| Problem to solve |
Return everything in the data below, verbatim, from the line containing "Screenshot question: what is the bounding box of the tile" down to the line containing "[218,198,231,234]". Include both of those lines.

| Records provided |
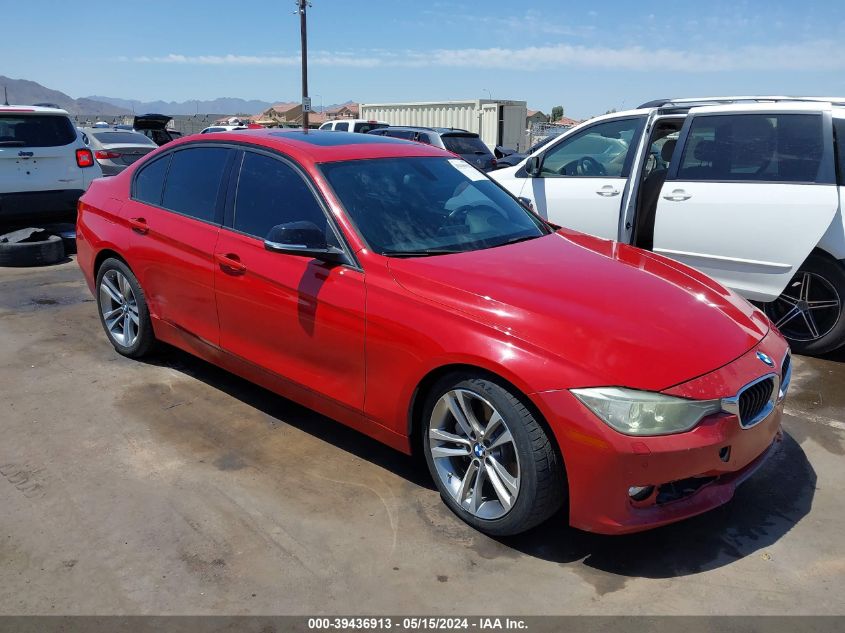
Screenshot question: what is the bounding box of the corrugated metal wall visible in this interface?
[361,100,527,150]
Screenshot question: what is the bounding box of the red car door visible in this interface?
[215,151,365,413]
[123,146,236,345]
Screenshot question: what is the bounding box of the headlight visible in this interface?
[572,387,722,435]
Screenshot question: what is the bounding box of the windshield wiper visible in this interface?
[496,235,542,246]
[381,248,463,257]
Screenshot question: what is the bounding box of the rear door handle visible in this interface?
[129,218,150,235]
[214,253,246,275]
[596,185,621,198]
[663,189,692,202]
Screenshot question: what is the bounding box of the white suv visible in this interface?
[490,97,845,353]
[0,106,103,219]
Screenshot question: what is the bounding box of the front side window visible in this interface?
[321,157,550,257]
[233,152,337,244]
[540,117,644,178]
[677,114,832,183]
[161,147,231,222]
[133,154,171,207]
[0,113,76,147]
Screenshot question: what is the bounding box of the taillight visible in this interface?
[76,149,94,167]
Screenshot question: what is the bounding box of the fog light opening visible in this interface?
[628,486,654,501]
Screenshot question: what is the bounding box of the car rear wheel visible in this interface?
[764,253,845,354]
[97,258,155,358]
[421,375,564,536]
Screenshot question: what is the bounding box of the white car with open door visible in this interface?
[490,97,845,354]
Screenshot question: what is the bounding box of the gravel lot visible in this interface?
[0,261,845,615]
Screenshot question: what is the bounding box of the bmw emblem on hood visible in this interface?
[757,352,775,367]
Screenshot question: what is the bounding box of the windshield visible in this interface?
[321,157,550,257]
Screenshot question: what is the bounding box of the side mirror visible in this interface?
[525,156,543,178]
[264,221,346,263]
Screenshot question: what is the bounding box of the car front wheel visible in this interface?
[763,253,845,355]
[423,376,565,536]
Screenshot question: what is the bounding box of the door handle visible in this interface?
[596,185,621,198]
[129,218,150,235]
[663,189,692,202]
[214,253,246,275]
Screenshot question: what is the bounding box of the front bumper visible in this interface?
[534,332,788,534]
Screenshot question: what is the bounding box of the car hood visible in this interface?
[389,229,769,391]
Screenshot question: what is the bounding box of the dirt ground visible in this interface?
[0,261,845,615]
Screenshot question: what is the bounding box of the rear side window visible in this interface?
[133,154,171,207]
[233,152,335,243]
[0,114,76,147]
[440,134,490,154]
[161,147,230,222]
[833,119,845,185]
[677,114,832,183]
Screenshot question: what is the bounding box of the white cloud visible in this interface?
[118,39,845,73]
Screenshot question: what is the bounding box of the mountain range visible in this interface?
[0,75,352,116]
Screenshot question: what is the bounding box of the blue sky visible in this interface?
[0,0,845,118]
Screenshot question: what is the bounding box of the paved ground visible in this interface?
[0,262,845,615]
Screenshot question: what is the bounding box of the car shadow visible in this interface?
[144,346,816,580]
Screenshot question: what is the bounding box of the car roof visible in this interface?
[0,105,68,116]
[167,128,454,163]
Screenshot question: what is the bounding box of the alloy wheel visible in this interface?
[765,270,842,342]
[100,269,141,347]
[428,389,520,520]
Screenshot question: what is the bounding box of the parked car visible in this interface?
[320,119,388,134]
[200,125,247,134]
[80,127,158,176]
[493,97,845,354]
[368,125,496,171]
[77,130,790,535]
[0,105,103,218]
[132,114,181,145]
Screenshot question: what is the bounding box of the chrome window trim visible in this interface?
[722,373,781,429]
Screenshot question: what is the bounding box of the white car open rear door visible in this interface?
[654,102,839,301]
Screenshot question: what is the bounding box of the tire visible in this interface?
[0,233,65,267]
[763,253,845,355]
[420,374,566,536]
[42,222,76,255]
[95,258,155,358]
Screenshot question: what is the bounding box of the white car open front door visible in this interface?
[654,102,839,301]
[516,115,646,240]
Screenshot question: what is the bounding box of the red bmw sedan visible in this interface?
[77,130,790,535]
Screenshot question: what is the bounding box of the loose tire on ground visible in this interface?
[420,374,566,536]
[0,229,65,267]
[95,258,155,358]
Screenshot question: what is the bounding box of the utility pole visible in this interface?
[296,0,311,134]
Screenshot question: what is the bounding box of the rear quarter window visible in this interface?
[0,114,76,147]
[132,154,172,207]
[161,147,231,223]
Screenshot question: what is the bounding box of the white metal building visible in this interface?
[361,99,528,151]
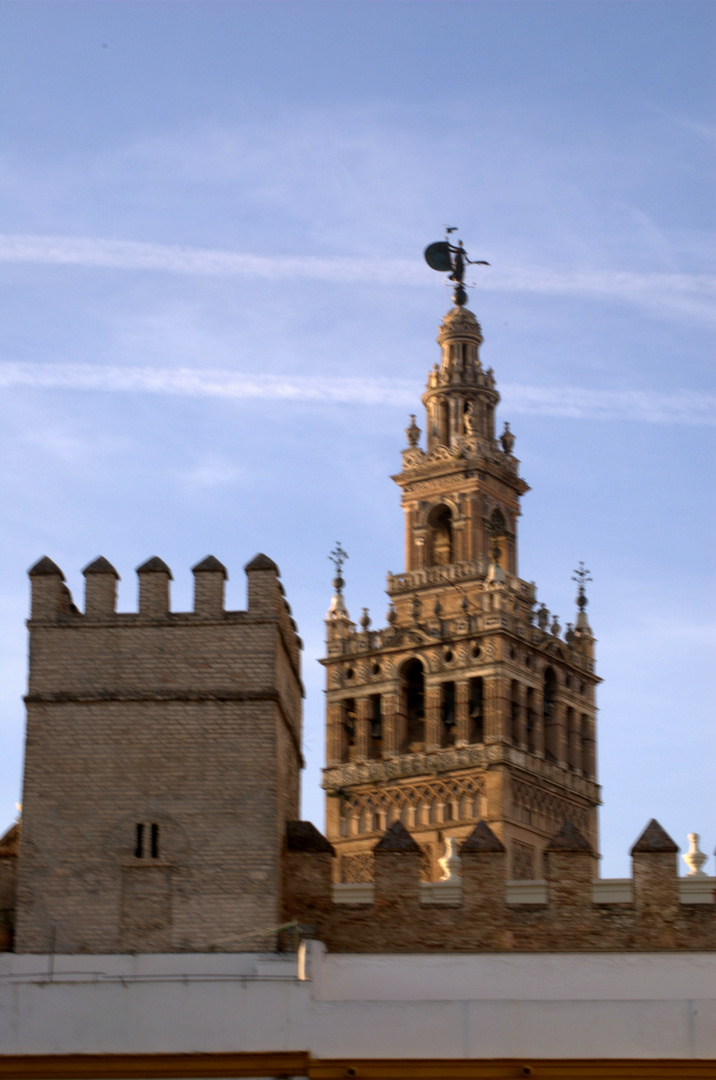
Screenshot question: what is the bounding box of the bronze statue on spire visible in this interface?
[424,225,489,308]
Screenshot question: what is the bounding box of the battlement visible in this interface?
[285,821,716,953]
[29,554,297,634]
[28,555,302,698]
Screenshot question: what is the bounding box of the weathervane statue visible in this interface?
[424,225,489,308]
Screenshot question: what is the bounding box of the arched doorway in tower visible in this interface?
[428,504,454,566]
[489,509,510,570]
[400,659,425,754]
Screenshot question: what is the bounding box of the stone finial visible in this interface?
[28,555,71,622]
[82,555,120,619]
[681,833,708,877]
[571,563,592,634]
[544,821,594,855]
[191,555,226,579]
[27,555,65,581]
[244,552,281,573]
[137,555,173,617]
[630,818,678,855]
[286,821,336,855]
[405,413,422,447]
[191,555,229,618]
[137,555,174,581]
[500,420,515,455]
[460,821,505,855]
[82,555,120,581]
[244,552,281,617]
[373,821,421,854]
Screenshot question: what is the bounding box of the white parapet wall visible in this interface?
[0,942,716,1061]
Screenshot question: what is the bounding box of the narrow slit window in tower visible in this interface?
[441,683,455,746]
[468,678,485,743]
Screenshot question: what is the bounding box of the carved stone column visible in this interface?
[424,683,442,750]
[567,710,584,772]
[515,683,527,750]
[483,675,510,742]
[326,702,343,766]
[544,701,567,768]
[382,693,401,757]
[582,713,596,777]
[355,698,370,761]
[532,685,544,757]
[455,679,470,745]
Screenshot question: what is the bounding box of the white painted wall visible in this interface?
[0,942,716,1058]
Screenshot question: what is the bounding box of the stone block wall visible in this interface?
[284,822,716,953]
[15,555,302,953]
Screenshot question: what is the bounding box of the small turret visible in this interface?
[29,555,71,621]
[82,555,120,619]
[191,555,229,618]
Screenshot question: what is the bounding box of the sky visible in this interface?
[0,0,716,877]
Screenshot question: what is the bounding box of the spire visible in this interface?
[327,540,349,620]
[571,563,592,636]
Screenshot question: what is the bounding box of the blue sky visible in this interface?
[0,0,716,876]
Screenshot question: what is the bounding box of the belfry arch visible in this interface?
[400,657,425,753]
[428,503,455,566]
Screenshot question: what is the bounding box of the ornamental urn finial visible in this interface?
[405,413,422,447]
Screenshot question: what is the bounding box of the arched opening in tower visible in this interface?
[437,399,450,446]
[489,509,510,570]
[401,659,425,754]
[542,667,558,761]
[428,505,454,566]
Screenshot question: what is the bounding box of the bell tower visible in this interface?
[323,235,599,881]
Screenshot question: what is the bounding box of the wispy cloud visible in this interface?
[0,234,716,322]
[0,363,716,424]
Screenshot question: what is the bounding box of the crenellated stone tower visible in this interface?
[323,289,599,881]
[14,555,302,954]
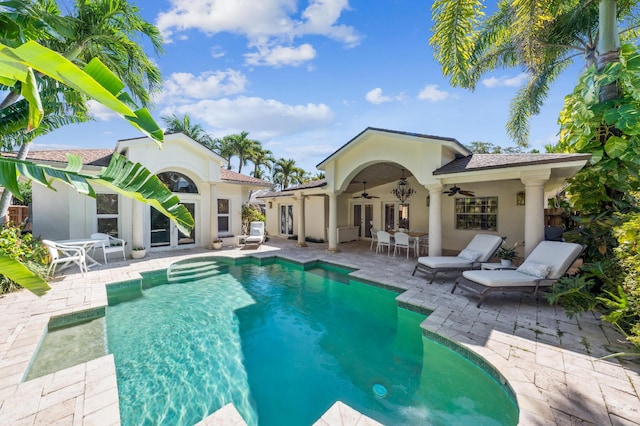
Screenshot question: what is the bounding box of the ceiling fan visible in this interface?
[443,185,474,197]
[353,182,380,200]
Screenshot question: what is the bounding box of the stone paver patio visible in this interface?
[0,238,640,425]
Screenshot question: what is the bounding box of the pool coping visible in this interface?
[0,241,640,424]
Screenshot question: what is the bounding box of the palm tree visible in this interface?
[273,158,306,189]
[225,131,260,173]
[250,145,276,179]
[160,114,214,149]
[430,0,640,146]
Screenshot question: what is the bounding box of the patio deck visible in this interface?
[0,238,640,425]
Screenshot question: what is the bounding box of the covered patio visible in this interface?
[0,237,640,425]
[262,128,589,257]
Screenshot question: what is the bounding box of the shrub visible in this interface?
[0,224,49,294]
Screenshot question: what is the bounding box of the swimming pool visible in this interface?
[106,261,518,425]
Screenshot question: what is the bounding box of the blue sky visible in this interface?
[32,0,580,173]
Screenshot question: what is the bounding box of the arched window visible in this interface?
[158,172,198,194]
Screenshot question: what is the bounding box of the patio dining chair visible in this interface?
[244,222,265,248]
[411,234,504,284]
[42,240,88,277]
[451,241,585,308]
[91,232,127,265]
[376,231,391,256]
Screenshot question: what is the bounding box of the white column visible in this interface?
[327,193,340,253]
[207,183,218,247]
[296,192,307,247]
[520,175,549,258]
[427,185,442,256]
[130,201,146,249]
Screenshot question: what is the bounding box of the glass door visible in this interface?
[351,204,373,238]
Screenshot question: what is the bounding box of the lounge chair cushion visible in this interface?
[516,261,551,278]
[458,249,481,262]
[462,269,544,287]
[418,256,473,269]
[526,241,582,279]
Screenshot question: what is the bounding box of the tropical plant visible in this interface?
[0,0,162,217]
[273,158,306,189]
[0,224,49,294]
[160,114,214,149]
[430,0,640,146]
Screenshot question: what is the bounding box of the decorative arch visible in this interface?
[157,171,199,194]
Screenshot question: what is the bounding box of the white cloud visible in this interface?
[156,69,247,103]
[162,96,333,140]
[244,43,316,67]
[87,99,120,121]
[364,87,393,105]
[156,0,362,66]
[482,72,529,89]
[418,84,450,102]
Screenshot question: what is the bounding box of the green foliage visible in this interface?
[0,225,49,294]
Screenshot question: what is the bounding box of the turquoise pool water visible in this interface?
[106,263,518,426]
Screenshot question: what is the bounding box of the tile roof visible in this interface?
[2,149,273,186]
[433,154,591,175]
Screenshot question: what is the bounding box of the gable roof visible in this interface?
[433,154,591,175]
[316,127,471,168]
[8,149,273,187]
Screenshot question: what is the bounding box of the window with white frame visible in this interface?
[455,197,498,231]
[96,194,118,237]
[218,198,231,234]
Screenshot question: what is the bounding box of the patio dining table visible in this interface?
[55,238,104,268]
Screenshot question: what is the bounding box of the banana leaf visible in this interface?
[0,152,194,234]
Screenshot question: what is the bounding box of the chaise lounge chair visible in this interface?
[451,241,584,308]
[244,222,265,248]
[411,234,503,284]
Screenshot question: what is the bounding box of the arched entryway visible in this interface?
[149,171,199,248]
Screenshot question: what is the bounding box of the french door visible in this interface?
[280,204,293,235]
[352,203,373,238]
[150,203,197,248]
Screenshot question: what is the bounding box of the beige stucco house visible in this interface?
[262,128,589,256]
[28,133,272,252]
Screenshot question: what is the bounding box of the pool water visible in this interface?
[106,263,518,426]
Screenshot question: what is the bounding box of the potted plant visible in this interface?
[131,247,147,259]
[496,243,518,266]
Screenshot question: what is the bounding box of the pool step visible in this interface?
[167,261,229,283]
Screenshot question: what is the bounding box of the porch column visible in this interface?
[427,185,442,256]
[296,192,307,247]
[520,173,549,258]
[130,201,146,249]
[327,192,340,253]
[212,183,218,247]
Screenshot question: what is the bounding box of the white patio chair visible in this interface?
[244,222,265,248]
[376,231,391,256]
[393,232,416,259]
[91,232,127,264]
[411,234,503,284]
[42,240,88,277]
[451,241,585,308]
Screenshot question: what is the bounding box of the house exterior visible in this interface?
[28,133,272,252]
[262,128,590,256]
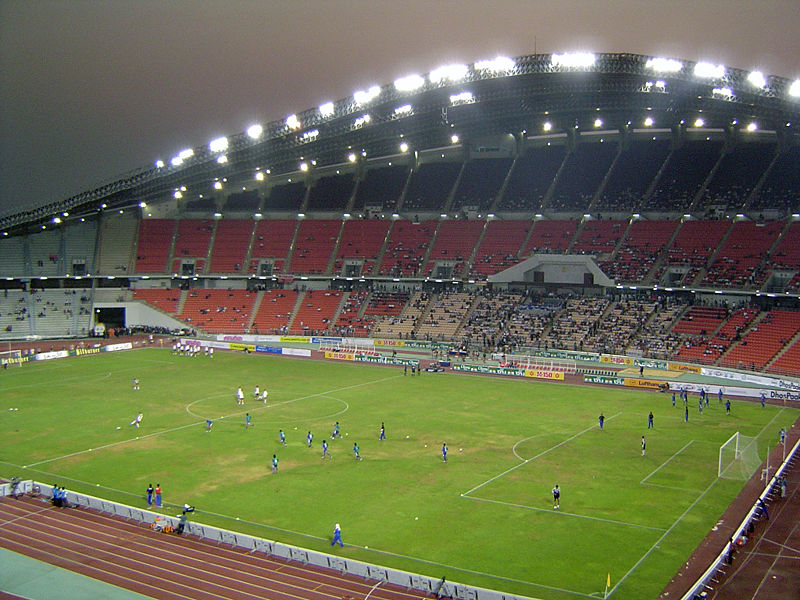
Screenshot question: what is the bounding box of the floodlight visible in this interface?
[474,56,515,73]
[551,52,597,69]
[208,137,228,152]
[747,71,767,88]
[353,85,381,106]
[450,92,475,104]
[694,62,725,79]
[286,115,300,129]
[644,57,683,73]
[428,64,469,83]
[394,75,425,92]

| Solution for this task |
Screenshot question: what is the bounding box of the tile roof visible in this interface?
[2,149,273,186]
[433,154,591,175]
Screenshot question: what is the bounding box of the gable roof visible in this interface?
[433,154,591,175]
[316,127,471,168]
[8,149,273,187]
Screenshot question: what is the bounding box of the window with white frame visible in this interface?
[455,197,498,231]
[96,194,118,237]
[218,198,231,234]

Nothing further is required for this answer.